## Exercise instructions
Return the lines below exactly, starting with the line that contains "point: face |" and stopping after the last line.

## Dataset records
◇ ◇ ◇ ◇ ◇
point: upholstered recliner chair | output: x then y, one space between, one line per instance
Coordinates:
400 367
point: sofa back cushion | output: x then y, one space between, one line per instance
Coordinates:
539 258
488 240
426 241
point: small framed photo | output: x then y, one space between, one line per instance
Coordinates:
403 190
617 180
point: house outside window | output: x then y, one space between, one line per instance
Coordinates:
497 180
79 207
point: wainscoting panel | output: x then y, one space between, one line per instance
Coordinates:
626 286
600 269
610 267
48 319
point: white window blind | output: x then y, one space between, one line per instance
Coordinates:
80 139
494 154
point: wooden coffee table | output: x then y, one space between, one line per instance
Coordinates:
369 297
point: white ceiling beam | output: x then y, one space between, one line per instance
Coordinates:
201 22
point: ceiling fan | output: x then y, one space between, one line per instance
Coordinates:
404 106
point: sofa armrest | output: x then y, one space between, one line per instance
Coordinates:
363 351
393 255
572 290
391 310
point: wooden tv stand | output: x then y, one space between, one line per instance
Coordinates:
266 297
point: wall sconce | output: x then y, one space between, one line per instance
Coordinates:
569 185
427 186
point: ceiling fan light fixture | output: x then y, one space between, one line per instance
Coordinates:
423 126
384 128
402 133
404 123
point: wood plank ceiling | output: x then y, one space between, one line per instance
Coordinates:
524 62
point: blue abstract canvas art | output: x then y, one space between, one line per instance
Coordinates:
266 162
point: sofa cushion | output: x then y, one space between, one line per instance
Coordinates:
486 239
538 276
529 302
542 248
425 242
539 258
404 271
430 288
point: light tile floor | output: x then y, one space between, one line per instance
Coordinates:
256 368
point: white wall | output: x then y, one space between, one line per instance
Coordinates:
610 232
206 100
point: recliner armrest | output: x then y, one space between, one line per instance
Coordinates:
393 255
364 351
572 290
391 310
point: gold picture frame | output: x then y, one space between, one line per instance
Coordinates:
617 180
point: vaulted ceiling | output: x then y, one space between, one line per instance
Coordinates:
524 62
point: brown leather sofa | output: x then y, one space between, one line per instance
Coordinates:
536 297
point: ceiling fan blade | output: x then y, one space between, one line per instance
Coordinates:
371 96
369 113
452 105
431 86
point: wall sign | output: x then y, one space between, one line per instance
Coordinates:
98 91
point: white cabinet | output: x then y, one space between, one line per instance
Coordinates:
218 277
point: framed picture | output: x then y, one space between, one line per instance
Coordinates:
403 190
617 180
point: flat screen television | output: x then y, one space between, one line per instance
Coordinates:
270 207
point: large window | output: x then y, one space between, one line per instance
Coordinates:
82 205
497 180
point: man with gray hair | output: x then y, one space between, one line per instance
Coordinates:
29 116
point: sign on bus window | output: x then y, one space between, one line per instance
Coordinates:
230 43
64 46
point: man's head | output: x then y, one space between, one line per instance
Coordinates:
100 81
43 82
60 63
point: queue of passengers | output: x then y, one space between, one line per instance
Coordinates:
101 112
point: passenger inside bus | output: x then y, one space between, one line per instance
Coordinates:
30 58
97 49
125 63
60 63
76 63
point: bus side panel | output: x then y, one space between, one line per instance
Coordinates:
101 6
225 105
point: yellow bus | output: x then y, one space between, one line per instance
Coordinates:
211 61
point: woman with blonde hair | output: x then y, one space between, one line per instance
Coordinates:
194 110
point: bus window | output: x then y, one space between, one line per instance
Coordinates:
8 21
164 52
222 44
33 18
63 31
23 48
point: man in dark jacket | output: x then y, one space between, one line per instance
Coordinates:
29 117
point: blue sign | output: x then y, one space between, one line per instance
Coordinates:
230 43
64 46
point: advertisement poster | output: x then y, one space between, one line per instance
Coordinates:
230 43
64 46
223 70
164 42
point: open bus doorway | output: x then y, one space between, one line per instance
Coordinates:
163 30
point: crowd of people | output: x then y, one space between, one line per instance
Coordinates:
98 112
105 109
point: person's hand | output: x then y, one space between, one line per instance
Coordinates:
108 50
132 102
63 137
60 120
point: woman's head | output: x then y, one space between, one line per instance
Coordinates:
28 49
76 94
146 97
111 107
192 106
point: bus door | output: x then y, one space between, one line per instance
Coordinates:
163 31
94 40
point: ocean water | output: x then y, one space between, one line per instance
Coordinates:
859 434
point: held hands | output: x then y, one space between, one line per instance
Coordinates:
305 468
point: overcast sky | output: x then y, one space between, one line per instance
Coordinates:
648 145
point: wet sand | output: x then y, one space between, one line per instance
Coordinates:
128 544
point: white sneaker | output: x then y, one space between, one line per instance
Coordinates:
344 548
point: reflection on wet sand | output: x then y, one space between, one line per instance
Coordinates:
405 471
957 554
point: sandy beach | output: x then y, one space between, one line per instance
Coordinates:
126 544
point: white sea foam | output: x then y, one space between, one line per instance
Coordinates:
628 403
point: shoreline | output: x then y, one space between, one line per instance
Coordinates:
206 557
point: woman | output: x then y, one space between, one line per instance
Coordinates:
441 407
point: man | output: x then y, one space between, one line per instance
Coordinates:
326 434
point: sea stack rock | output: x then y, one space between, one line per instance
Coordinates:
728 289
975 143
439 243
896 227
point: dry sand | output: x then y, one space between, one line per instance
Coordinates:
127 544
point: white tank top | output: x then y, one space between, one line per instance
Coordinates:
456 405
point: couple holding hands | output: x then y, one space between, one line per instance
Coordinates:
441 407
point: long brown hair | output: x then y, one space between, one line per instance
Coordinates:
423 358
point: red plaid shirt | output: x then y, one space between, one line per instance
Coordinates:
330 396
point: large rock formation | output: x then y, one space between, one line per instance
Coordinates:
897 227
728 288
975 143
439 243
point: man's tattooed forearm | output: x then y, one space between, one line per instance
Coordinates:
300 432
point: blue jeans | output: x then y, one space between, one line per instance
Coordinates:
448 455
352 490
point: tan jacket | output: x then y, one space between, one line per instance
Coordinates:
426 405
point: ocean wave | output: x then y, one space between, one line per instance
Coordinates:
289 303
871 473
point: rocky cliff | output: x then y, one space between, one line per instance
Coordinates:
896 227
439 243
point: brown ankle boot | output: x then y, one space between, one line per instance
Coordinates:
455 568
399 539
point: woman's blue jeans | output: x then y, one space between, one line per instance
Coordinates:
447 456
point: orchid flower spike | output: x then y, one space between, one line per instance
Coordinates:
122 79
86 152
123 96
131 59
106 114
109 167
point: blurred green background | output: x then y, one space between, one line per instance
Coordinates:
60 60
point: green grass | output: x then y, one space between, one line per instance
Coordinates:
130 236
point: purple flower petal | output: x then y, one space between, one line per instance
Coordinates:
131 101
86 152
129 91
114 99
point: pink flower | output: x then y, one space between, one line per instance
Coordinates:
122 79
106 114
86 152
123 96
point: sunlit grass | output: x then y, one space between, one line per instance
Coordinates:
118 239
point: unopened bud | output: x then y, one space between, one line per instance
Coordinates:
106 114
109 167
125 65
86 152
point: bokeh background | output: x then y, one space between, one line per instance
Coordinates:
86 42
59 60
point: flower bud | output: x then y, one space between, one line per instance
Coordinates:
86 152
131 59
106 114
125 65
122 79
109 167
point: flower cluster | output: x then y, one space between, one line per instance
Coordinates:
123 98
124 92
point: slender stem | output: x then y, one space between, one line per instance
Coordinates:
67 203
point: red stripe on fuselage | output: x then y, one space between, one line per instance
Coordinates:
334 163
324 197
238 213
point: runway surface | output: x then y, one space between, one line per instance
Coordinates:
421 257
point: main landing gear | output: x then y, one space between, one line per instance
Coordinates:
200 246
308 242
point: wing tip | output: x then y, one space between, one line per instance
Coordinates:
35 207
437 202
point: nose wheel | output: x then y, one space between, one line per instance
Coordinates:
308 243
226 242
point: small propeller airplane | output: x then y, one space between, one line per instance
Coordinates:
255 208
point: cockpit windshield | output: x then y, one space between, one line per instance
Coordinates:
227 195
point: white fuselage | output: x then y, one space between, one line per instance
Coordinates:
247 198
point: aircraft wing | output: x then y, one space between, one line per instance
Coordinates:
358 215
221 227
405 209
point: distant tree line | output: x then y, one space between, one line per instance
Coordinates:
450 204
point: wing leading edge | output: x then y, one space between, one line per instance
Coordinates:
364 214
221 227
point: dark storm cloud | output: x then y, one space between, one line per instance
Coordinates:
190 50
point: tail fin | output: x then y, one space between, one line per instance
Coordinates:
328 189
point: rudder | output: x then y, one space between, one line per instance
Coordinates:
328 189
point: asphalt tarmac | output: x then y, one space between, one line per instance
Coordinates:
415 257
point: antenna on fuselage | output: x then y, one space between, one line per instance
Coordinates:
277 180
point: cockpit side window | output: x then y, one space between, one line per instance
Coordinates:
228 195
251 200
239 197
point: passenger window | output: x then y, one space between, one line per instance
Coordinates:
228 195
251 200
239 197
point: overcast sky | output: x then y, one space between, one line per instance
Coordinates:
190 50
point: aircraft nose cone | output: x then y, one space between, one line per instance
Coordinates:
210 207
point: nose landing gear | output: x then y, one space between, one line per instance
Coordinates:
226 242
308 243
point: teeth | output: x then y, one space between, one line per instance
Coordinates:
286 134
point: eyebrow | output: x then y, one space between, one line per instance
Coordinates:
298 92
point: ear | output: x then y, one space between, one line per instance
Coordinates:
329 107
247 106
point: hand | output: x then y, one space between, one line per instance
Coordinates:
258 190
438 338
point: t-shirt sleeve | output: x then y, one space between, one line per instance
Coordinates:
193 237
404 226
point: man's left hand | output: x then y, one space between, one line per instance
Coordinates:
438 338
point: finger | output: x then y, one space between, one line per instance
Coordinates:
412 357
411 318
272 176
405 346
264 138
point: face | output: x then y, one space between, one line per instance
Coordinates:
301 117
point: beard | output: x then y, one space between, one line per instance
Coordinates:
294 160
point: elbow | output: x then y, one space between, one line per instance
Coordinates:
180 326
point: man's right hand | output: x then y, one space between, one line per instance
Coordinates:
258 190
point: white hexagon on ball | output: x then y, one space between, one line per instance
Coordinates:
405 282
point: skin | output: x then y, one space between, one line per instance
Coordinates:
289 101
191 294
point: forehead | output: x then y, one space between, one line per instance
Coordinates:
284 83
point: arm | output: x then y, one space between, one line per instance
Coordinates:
◇ ◇ ◇ ◇ ◇
## Output
point: face | output: x then y, one space between, one line per instance
Coordinates:
301 117
point: beard | output: x then y, one space between, one line per instance
Coordinates:
294 160
point: elbow | output: x then y, one space between, one line per instance
Coordinates:
180 326
point: man's right hand | output: x then y, one space between, one line per instance
Coordinates:
258 190
point: white hexagon on ball | output: x then y, one space between, one line per instance
Coordinates:
405 282
point: skin | output: x then y, one space between, one line per instance
Coordinates:
289 101
191 294
point: forehead | output: x then y, one space between, one line per instance
Coordinates:
284 83
point: arm | output: x then y, one space between, one line per instance
Coordinates:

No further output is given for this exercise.